OBJECTIVE » Can you copy all of the material below word for word, with every line unchanged?

■ ■ ■ ■ ■ ■ ■

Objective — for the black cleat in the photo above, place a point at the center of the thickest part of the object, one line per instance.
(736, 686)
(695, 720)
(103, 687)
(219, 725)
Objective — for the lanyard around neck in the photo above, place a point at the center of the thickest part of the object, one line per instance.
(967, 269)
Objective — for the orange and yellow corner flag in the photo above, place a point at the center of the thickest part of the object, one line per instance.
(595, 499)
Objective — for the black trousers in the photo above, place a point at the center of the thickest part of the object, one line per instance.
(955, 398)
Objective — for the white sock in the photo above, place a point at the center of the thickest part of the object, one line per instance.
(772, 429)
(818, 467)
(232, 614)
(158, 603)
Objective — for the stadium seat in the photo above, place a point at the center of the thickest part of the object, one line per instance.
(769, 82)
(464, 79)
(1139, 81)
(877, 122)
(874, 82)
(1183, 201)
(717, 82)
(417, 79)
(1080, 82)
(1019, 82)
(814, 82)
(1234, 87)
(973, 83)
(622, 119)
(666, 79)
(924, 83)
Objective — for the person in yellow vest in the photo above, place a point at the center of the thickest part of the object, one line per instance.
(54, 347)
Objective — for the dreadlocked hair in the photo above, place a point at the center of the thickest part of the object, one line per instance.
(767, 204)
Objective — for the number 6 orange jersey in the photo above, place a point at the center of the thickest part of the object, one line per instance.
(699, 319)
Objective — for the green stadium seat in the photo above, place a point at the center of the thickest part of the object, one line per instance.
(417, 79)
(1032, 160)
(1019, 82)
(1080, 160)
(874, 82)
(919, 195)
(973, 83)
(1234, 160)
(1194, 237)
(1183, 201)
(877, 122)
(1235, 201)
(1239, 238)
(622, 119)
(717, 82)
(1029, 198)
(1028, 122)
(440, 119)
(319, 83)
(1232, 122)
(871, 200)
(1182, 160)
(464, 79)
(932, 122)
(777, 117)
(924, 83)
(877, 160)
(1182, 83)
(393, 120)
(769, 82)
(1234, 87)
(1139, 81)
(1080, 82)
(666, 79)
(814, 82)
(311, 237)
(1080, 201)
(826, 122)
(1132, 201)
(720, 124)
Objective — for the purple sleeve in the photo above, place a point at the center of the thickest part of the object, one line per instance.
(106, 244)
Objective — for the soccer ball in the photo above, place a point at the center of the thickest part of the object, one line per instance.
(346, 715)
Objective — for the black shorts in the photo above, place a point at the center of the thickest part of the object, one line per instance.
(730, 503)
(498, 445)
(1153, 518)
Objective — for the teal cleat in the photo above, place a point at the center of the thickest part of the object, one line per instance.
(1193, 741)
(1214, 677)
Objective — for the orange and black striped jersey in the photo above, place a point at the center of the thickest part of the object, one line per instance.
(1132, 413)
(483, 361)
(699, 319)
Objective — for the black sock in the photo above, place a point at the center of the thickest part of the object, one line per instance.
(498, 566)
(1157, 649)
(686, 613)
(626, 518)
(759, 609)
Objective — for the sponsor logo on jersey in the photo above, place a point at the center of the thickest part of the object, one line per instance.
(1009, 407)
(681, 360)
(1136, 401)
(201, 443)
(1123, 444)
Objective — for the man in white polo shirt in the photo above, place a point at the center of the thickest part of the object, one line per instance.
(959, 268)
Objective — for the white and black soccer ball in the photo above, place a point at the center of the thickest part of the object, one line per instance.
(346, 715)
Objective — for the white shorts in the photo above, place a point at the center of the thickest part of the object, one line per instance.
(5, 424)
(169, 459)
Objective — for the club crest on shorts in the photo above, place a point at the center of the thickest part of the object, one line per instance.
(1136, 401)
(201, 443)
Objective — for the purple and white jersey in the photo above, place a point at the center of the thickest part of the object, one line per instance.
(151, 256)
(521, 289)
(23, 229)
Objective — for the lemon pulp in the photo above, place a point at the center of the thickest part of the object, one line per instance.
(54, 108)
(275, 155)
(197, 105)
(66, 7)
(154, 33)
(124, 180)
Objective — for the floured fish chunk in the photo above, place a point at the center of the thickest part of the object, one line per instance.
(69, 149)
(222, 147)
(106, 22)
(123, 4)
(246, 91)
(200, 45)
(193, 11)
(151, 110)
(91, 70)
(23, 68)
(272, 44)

■ ■ ■ ■ ■ ■ ■

EXERCISE OUTPUT »
Objective — for the black cleat in the photo above, place a point at the center of the thickest part of the object, one line per instance.
(736, 686)
(695, 720)
(103, 687)
(219, 725)
Objective — for the lanyard around neck in the photo above, place a point at the center of the thickest part of the object, one line per instance.
(967, 269)
Objective — for the orange and yellow corner flag in the photo above, place a point at the center of the thickest part of the object, one line per instance.
(595, 499)
Objective — for the black trousers in the photo above, place a point at the center of the thickest part of the object, one line per instance.
(955, 398)
Objective — for the white sock in the photo above, place a point at the center of the thickest part of the object, one line per instance.
(772, 429)
(818, 467)
(232, 614)
(158, 603)
Objective — for the stadium seat in the photo above, place a point at the center of the thickest part of the object, one line per instance.
(769, 82)
(464, 79)
(1139, 81)
(877, 122)
(874, 82)
(1183, 201)
(717, 82)
(417, 79)
(1080, 82)
(1019, 82)
(814, 82)
(1234, 87)
(973, 83)
(622, 119)
(666, 79)
(924, 83)
Objective — for the person in yellow vest in the photo above, place a point at the center of the thickest part of the object, one line per instance.
(54, 347)
Objective — for the dreadlocked hair in the photo above, place a point at the center of the thickest part of the object, one line per instance.
(767, 204)
Objective — for the number 6 orange jersey in the photo above, place a point at the center of the thickest part of the object, one line per instance.
(699, 319)
Objective — for the green stadium seat in the photo above, place a point at the center of the thickest part of the object, one line per instance.
(417, 79)
(1032, 160)
(1019, 82)
(1080, 160)
(874, 82)
(919, 195)
(973, 83)
(1234, 160)
(1194, 237)
(1183, 201)
(877, 122)
(1235, 201)
(1239, 238)
(622, 119)
(717, 82)
(1029, 198)
(1028, 122)
(440, 119)
(319, 83)
(1232, 122)
(871, 200)
(1182, 160)
(464, 79)
(932, 122)
(777, 117)
(924, 83)
(877, 160)
(1182, 83)
(393, 120)
(769, 82)
(1234, 87)
(1139, 81)
(1080, 82)
(666, 79)
(814, 82)
(311, 237)
(1080, 201)
(826, 122)
(1132, 201)
(720, 124)
Objective — for the purple sleeve in the photo above, place a point at the center of the thickest part of the object, one line per instance.
(106, 244)
Objective — for the soccer ball in the photo above, place a point at the center of the thickest part of the object, one line per instance.
(346, 715)
Objective — for the black shorts in the photo above, place a point at the center of the thickest part of the object, one line per instance.
(730, 503)
(498, 445)
(1153, 518)
Objective — for the teal cleat in the photo above, place a point at the center of the thickest part of the object, one line per instance.
(1193, 741)
(1214, 677)
Objective — for the orange and black striped jersey in the photo above, place a point at the center of the thickest part of the object, one line per instance.
(1132, 413)
(483, 361)
(699, 319)
Objective — for the black sock in the photo above, place a point at the center of the thickest part of the object, one line per instance.
(498, 566)
(1157, 649)
(686, 613)
(626, 518)
(759, 609)
Objective — for the sponsor logo on jersey in the photo above, place a point at the center of the thickest part of the object, one line per instance.
(1009, 407)
(681, 360)
(1136, 401)
(201, 443)
(1123, 444)
Objective — for the man in white polo shirt in the photo above, place a point at the center of the thickest part of the object, one line per instance.
(959, 268)
Objective — for the white and black soccer ball in the photo above, place a point at the center of the thickest part of the object, one line per instance.
(346, 715)
Objective — for the white shorts in the photo above, place a point at the center of the thickest part of the object, one line per instance.
(5, 424)
(169, 459)
Objective — for the club crest on shorts in the photo above, place a point at the center of the thickest part of the object, one line per instance.
(1136, 401)
(201, 443)
Objective — for the purple and white jersey in the photo above, place a point at the center of the thickest part of the object, one line per instance.
(151, 256)
(521, 289)
(23, 229)
Objective — for the lemon pulp in the photo above, place a point at the center of the thickest part of the object, one line per instance.
(54, 108)
(275, 155)
(197, 105)
(66, 7)
(154, 33)
(124, 180)
Objective — for the floured fish chunk in the photo above, place a point at the center of the thickest part of the object, one line per instance.
(69, 149)
(222, 147)
(106, 22)
(123, 4)
(246, 91)
(200, 45)
(193, 11)
(151, 110)
(91, 70)
(23, 68)
(272, 44)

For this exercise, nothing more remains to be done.